> Given problem
Copy out the data below word for word, starting with the line that contains "Detect white mushroom" and going on through the line that contains "[328, 221, 442, 295]", with both of those lines included. Give only those lines.

* Start Records for the task *

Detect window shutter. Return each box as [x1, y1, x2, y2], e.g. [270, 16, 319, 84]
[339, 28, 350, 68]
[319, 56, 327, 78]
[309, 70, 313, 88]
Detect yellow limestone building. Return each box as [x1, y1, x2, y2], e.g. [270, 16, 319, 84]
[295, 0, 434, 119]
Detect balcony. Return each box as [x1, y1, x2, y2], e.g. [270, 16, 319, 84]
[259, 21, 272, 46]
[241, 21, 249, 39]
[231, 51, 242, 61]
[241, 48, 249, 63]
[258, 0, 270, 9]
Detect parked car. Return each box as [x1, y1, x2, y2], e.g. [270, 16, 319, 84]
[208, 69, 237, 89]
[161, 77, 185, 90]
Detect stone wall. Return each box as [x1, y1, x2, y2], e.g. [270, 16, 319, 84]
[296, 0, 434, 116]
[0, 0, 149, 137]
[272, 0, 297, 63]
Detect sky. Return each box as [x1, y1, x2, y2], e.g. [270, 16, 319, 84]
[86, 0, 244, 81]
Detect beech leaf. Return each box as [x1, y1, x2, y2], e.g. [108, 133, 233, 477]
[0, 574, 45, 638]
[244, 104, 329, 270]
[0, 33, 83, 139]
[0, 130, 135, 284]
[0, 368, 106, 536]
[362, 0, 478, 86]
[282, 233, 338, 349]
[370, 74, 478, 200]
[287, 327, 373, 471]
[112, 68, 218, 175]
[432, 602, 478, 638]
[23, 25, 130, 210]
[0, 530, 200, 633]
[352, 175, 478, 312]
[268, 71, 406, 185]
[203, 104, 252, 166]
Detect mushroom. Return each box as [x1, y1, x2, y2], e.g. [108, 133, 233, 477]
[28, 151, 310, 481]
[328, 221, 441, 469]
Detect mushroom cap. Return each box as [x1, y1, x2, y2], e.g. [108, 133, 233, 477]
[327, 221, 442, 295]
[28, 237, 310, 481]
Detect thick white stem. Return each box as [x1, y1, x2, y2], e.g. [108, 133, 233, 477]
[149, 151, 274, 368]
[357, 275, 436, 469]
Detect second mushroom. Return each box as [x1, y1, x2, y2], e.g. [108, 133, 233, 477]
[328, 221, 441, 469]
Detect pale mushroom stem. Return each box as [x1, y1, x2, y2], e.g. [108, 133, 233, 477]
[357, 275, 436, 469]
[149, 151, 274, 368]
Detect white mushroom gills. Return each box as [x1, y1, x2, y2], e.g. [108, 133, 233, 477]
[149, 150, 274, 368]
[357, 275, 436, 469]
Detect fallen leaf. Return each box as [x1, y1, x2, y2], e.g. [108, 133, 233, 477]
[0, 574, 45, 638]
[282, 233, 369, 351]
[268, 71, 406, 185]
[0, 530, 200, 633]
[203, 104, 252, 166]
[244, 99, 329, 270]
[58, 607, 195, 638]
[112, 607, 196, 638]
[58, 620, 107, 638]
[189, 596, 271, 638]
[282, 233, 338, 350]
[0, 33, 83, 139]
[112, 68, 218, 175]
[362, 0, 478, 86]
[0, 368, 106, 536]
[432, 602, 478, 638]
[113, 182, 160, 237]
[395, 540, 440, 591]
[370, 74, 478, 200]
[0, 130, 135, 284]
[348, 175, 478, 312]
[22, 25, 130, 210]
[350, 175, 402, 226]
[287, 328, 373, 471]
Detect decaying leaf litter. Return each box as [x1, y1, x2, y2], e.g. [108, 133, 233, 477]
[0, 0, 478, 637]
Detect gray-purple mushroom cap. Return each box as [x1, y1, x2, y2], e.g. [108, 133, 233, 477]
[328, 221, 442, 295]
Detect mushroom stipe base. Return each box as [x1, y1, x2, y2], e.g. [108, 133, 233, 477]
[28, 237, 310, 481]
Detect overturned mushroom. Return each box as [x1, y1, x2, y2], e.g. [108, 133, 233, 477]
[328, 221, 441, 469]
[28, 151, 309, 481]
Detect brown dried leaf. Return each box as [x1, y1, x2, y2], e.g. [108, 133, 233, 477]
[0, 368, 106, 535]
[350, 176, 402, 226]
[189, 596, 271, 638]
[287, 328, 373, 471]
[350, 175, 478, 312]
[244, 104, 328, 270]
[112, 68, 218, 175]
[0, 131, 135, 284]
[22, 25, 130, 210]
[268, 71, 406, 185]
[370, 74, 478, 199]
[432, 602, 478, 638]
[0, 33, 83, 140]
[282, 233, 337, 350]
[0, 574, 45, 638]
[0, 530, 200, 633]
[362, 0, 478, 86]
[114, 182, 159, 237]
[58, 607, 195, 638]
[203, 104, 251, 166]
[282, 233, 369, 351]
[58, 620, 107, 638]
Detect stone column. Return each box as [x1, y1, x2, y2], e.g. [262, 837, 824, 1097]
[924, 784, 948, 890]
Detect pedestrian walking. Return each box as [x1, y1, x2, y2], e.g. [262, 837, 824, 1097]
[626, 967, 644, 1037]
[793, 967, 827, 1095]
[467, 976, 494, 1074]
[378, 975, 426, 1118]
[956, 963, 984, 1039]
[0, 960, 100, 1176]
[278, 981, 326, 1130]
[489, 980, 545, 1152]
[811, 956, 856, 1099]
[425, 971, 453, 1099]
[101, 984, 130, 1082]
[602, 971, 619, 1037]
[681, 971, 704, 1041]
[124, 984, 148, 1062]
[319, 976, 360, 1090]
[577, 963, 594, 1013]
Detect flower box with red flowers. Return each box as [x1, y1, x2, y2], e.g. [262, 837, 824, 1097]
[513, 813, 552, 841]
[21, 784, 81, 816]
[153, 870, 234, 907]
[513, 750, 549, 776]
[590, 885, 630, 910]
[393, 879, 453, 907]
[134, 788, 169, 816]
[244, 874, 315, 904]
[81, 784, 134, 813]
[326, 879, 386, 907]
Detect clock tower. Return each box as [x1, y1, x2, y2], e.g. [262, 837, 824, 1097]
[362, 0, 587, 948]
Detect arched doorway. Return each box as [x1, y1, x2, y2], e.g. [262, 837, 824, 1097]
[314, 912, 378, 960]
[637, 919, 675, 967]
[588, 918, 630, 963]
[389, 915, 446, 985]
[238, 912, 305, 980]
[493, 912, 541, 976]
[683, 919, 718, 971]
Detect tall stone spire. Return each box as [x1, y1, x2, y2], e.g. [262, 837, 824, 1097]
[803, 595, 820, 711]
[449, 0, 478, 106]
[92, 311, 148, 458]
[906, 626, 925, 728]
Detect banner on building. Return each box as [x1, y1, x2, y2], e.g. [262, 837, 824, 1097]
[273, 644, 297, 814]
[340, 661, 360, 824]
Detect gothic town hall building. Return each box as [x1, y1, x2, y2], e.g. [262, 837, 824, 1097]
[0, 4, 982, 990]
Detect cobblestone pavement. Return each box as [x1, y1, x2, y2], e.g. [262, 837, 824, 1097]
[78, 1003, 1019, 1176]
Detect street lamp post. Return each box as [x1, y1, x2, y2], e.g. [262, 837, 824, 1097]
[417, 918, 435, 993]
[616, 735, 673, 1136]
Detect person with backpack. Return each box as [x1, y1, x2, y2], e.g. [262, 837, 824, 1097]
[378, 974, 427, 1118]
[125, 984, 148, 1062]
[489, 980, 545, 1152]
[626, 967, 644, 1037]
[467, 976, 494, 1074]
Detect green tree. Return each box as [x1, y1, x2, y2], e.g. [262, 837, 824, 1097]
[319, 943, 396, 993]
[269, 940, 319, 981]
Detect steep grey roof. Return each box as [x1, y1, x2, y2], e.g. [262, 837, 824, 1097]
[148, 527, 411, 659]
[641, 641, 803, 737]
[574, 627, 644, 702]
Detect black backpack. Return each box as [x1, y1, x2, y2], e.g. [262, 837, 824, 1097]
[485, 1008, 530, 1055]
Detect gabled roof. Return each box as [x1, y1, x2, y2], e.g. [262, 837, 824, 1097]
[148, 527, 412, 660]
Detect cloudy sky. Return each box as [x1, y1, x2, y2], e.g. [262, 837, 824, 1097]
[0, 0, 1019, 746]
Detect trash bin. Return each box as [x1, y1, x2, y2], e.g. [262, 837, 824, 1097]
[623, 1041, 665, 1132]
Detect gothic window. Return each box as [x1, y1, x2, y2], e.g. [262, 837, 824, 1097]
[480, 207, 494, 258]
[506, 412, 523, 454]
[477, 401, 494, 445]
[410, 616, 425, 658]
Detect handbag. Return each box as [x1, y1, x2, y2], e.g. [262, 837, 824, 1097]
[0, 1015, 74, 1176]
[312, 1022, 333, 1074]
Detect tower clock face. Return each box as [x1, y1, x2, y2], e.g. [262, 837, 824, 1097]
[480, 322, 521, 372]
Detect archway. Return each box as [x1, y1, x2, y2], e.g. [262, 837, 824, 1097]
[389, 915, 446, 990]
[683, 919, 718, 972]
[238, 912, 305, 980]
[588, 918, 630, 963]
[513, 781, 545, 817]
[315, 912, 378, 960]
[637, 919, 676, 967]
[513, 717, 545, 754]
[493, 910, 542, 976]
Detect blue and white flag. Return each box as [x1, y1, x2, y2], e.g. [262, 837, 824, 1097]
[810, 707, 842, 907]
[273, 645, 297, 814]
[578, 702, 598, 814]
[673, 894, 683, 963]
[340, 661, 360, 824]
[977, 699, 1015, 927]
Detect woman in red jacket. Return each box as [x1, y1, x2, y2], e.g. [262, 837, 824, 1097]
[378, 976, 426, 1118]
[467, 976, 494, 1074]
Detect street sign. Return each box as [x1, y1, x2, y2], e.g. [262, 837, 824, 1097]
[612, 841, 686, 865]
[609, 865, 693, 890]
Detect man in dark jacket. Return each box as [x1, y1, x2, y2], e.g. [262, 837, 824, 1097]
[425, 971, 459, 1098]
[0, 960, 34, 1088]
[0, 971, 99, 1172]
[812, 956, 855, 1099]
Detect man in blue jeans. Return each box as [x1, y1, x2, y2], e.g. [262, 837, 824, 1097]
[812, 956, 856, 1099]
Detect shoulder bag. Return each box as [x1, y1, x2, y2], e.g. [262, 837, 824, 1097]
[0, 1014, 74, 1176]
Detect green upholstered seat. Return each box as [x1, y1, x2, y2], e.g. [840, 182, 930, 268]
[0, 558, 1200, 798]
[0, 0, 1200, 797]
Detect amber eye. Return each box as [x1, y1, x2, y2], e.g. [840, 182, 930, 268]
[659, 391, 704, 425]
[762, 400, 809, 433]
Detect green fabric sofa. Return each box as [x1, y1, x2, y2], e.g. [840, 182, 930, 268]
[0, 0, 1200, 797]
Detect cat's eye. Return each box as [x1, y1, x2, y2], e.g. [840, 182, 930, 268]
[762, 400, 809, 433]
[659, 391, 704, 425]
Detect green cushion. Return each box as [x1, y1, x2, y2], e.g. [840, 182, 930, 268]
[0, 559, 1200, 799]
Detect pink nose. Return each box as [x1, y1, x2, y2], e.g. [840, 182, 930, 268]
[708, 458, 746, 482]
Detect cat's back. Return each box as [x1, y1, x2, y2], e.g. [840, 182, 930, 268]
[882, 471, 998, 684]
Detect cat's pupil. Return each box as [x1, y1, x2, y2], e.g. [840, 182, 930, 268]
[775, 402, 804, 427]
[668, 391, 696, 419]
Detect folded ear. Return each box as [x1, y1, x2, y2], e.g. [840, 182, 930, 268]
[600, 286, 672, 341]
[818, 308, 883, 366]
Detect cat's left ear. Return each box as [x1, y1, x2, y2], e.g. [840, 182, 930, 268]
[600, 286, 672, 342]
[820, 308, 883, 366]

* End Records for the task *

> Result of this exercise
Detect white mushroom gills. Return each box as [x1, y1, x2, y2], e.g. [108, 133, 233, 477]
[149, 150, 274, 368]
[357, 275, 436, 469]
Detect fallen leaf. Return each box as [x1, y1, x2, y2], e.g. [108, 133, 233, 477]
[0, 574, 45, 638]
[282, 233, 369, 351]
[268, 71, 406, 185]
[0, 530, 200, 633]
[203, 104, 252, 166]
[244, 99, 329, 270]
[58, 607, 195, 638]
[112, 607, 196, 638]
[58, 620, 107, 638]
[189, 596, 271, 638]
[282, 233, 338, 350]
[0, 33, 83, 139]
[112, 68, 218, 175]
[362, 0, 478, 86]
[0, 368, 106, 536]
[432, 602, 478, 638]
[113, 182, 160, 237]
[395, 540, 440, 591]
[370, 74, 478, 200]
[0, 130, 135, 284]
[348, 175, 478, 312]
[22, 25, 130, 210]
[350, 175, 402, 226]
[287, 328, 373, 471]
Detect decaying leaf litter. Return each box as [x1, y1, x2, y2], e.g. [108, 133, 233, 477]
[0, 0, 478, 637]
Detect gray-purple mushroom cap. Return each box as [x1, y1, x2, y2], e.g. [108, 133, 233, 477]
[328, 221, 442, 295]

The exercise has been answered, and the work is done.